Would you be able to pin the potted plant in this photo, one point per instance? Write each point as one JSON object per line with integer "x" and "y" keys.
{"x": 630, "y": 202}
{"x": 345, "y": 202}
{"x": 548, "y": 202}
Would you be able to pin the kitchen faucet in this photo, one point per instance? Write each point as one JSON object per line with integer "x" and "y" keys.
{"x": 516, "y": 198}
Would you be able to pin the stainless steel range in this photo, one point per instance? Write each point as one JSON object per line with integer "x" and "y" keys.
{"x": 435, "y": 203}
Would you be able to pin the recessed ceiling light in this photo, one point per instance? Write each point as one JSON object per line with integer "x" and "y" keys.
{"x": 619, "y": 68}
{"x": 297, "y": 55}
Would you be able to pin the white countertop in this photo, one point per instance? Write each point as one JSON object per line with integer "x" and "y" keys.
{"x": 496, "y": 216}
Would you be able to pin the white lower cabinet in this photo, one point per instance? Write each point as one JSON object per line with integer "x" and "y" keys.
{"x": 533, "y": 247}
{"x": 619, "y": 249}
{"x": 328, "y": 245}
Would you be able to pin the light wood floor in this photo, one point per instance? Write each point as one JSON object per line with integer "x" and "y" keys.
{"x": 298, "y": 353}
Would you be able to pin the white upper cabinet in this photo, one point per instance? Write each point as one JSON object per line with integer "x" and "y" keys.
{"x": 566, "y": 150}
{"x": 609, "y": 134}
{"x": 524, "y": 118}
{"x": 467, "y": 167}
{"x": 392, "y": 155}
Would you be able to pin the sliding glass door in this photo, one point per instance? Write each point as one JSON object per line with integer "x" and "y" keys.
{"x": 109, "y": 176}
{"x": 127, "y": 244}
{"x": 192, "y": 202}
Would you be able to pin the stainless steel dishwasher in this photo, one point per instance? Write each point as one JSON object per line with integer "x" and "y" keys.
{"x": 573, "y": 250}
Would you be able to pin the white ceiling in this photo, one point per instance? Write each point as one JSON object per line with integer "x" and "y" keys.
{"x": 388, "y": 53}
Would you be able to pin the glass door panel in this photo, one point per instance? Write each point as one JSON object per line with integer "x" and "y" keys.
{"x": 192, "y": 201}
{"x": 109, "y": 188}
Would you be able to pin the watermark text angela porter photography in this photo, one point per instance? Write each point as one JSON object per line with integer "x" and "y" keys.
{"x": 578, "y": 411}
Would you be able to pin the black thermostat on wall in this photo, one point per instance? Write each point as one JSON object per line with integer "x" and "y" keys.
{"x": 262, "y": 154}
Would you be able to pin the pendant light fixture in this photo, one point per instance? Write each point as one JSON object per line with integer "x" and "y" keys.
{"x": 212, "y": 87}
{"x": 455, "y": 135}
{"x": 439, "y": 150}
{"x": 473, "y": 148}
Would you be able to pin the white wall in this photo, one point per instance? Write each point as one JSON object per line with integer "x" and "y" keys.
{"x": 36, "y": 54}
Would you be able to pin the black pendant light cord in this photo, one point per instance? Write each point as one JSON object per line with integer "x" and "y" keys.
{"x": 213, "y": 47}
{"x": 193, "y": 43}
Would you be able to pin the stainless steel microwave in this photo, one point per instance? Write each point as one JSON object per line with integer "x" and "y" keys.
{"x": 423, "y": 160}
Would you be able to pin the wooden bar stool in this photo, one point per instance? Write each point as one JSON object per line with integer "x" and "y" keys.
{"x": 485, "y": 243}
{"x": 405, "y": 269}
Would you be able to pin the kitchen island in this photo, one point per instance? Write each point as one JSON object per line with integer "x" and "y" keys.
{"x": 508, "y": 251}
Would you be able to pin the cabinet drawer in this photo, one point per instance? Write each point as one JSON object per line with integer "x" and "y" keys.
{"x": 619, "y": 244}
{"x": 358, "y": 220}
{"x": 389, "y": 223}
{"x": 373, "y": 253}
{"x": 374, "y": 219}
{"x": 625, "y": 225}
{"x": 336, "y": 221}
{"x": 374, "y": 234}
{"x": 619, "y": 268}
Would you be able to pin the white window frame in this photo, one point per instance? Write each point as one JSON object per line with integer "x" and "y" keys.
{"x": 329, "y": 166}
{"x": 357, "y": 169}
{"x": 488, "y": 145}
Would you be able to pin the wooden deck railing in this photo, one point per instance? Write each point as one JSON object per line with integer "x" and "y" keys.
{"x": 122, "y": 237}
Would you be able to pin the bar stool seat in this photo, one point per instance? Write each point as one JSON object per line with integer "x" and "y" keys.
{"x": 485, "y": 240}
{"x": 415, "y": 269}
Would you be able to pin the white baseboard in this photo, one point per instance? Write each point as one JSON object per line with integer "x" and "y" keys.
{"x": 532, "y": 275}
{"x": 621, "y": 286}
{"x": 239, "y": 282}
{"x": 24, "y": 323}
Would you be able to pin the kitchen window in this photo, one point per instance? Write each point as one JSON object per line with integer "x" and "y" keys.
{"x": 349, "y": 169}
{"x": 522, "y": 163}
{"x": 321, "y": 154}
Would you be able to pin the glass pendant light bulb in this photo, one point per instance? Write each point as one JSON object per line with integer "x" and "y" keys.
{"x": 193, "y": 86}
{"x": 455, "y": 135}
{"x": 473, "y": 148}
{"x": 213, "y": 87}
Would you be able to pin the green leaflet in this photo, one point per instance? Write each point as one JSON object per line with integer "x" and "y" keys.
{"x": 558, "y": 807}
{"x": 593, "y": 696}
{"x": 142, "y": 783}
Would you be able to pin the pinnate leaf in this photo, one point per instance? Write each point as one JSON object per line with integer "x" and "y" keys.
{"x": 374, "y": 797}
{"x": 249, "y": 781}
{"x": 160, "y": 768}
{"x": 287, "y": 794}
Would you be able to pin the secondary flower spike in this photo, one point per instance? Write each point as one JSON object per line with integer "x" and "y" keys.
====
§ **WRITTEN INSTRUCTION**
Copy all of the records above word for word, keeping every line unchanged and in its original order.

§ **COMPLETED EXERCISE**
Would you be able to pin the potted plant in this photo, one point per instance? Write each point as one JSON object per line with integer "x" and "y" keys.
{"x": 630, "y": 202}
{"x": 345, "y": 202}
{"x": 548, "y": 202}
Would you be able to pin the kitchen faucet in this photo, one point per instance? Write each point as one JSON object per line with integer "x" and "y" keys.
{"x": 516, "y": 198}
Would you be able to pin the stainless steel range in this photo, one point per instance? Write each point as one JSON object per line with integer "x" and "y" keys.
{"x": 435, "y": 203}
Would you be able to pin the recessed ceiling light in this photo, one point per instance? Write each point as one JSON object per line with integer "x" and "y" keys.
{"x": 619, "y": 68}
{"x": 297, "y": 55}
Would you be able to pin the white countertop in this photo, one point per instance? Write each point as one JSON object per line with integer "x" and "y" keys.
{"x": 496, "y": 216}
Would you be able to pin the white lower cabinet in this photo, one point per instance? Write each point as one JSON object per line with integer "x" and "y" keys.
{"x": 533, "y": 247}
{"x": 619, "y": 249}
{"x": 328, "y": 245}
Would you be able to pin the light wood floor in this photo, one point per instance? Write each point as one JSON object per line with integer "x" and "y" keys.
{"x": 298, "y": 353}
Would you be able to pin the white upper cabinet in this photo, one point per instance? Write each point as one JSON object per line with integer "x" and "y" keys.
{"x": 566, "y": 150}
{"x": 609, "y": 134}
{"x": 524, "y": 118}
{"x": 467, "y": 167}
{"x": 392, "y": 155}
Would you be able to pin the sliding glass door in this photo, one point per instance? Write each point as one JSON object per line with integer "x" and "y" keys.
{"x": 109, "y": 176}
{"x": 127, "y": 244}
{"x": 192, "y": 202}
Would you be able to pin the stainless steel dishwasher in this photo, one point per instance? Write each point as one JSON object per line with integer "x" and "y" keys.
{"x": 573, "y": 250}
Would you be able to pin the white ceiling in this photo, one point per instance? Write each point as one JSON object per line with integer "x" and "y" keys.
{"x": 388, "y": 53}
Would you be able to pin the glass door panel in this photo, one point per instance? Write each point as one JSON object per line with integer "x" and "y" keys.
{"x": 192, "y": 201}
{"x": 109, "y": 188}
Would you be able to pin the watermark text angela porter photography in this photo, one point per instance? Write each point as one JSON object per line with integer "x" and "y" keys.
{"x": 578, "y": 411}
Would you be able to pin the black thermostat on wall in this photo, one point per instance? Write each point as one JSON object per line with integer "x" and "y" keys.
{"x": 262, "y": 154}
Would you be able to pin the pendant light fixture in this photo, one point per instance? Write each point as one JSON object per line with integer "x" and "y" keys.
{"x": 212, "y": 87}
{"x": 455, "y": 135}
{"x": 439, "y": 150}
{"x": 473, "y": 148}
Would you be able to pin the white wall in this photo, one point per instance? Write each point as one JSON object per line with integer "x" and "y" keys.
{"x": 36, "y": 54}
Would you be able to pin the black pendant light cord in this photo, one point per instance? Write each point as one JSON object per line with integer "x" and "y" keys.
{"x": 213, "y": 47}
{"x": 193, "y": 43}
Would you be able to pin the stainless steel microwave in this photo, one point per instance? Write each point as one JSON object per line with integer "x" and "y" keys.
{"x": 423, "y": 160}
Would you be able to pin the wooden bar stool in this photo, one point per instance? Write each point as one JSON object per line with integer "x" and "y" keys.
{"x": 485, "y": 243}
{"x": 405, "y": 269}
Would you be able to pin the kitchen island in this photo, one point per instance? Write each point as one JSON object per line with integer "x" and "y" keys.
{"x": 508, "y": 251}
Would you be able to pin the cabinet drawer in this photo, one point per instance? Write each point as one JSON object per line with integer "x" and "y" keys.
{"x": 619, "y": 244}
{"x": 358, "y": 220}
{"x": 389, "y": 223}
{"x": 373, "y": 253}
{"x": 374, "y": 219}
{"x": 625, "y": 225}
{"x": 336, "y": 221}
{"x": 374, "y": 234}
{"x": 619, "y": 268}
Would you be able to pin the white window frame in this photo, one point per instance? Write each point as one JSON object per line with integer "x" and "y" keys.
{"x": 329, "y": 166}
{"x": 357, "y": 169}
{"x": 488, "y": 145}
Would you be able to pin the wooden deck railing in this photo, one point per instance? Write each point as one JSON object per line with integer "x" and "y" keys.
{"x": 122, "y": 237}
Would you be able to pin the bar stool seat in this photo, one point per instance? Write each point as one JSON object per line with integer "x" and "y" keys.
{"x": 485, "y": 240}
{"x": 415, "y": 269}
Would you be able to pin the white baseboard in this photo, one point per instance? Write each point as one JSON object per line with integer "x" and "y" keys.
{"x": 532, "y": 275}
{"x": 621, "y": 286}
{"x": 239, "y": 282}
{"x": 24, "y": 323}
Would you be able to pin the kitchen window in this photo, one point per instance? Write each point as one JSON object per line with integer "x" and "y" keys.
{"x": 349, "y": 169}
{"x": 522, "y": 163}
{"x": 321, "y": 154}
Would you be able to pin the glass pendant light bulb in this photo, one point per instance? Write each point as one JSON object per line with integer "x" and "y" keys.
{"x": 193, "y": 86}
{"x": 455, "y": 135}
{"x": 473, "y": 148}
{"x": 213, "y": 87}
Would you be able to pin the green leaflet in this photo, one point per instance? Write each point as one JSON object per line with integer "x" and "y" keys.
{"x": 558, "y": 807}
{"x": 593, "y": 696}
{"x": 142, "y": 783}
Would you be able to pin the pinnate leaf in this photo, one point per instance? Write each point as one JSON object per line with integer "x" and "y" keys.
{"x": 374, "y": 797}
{"x": 249, "y": 781}
{"x": 160, "y": 768}
{"x": 287, "y": 794}
Would you be able to pin the secondary flower spike in this photo, one point per instance? Write each point as one JSON object per line with integer "x" and "y" keys.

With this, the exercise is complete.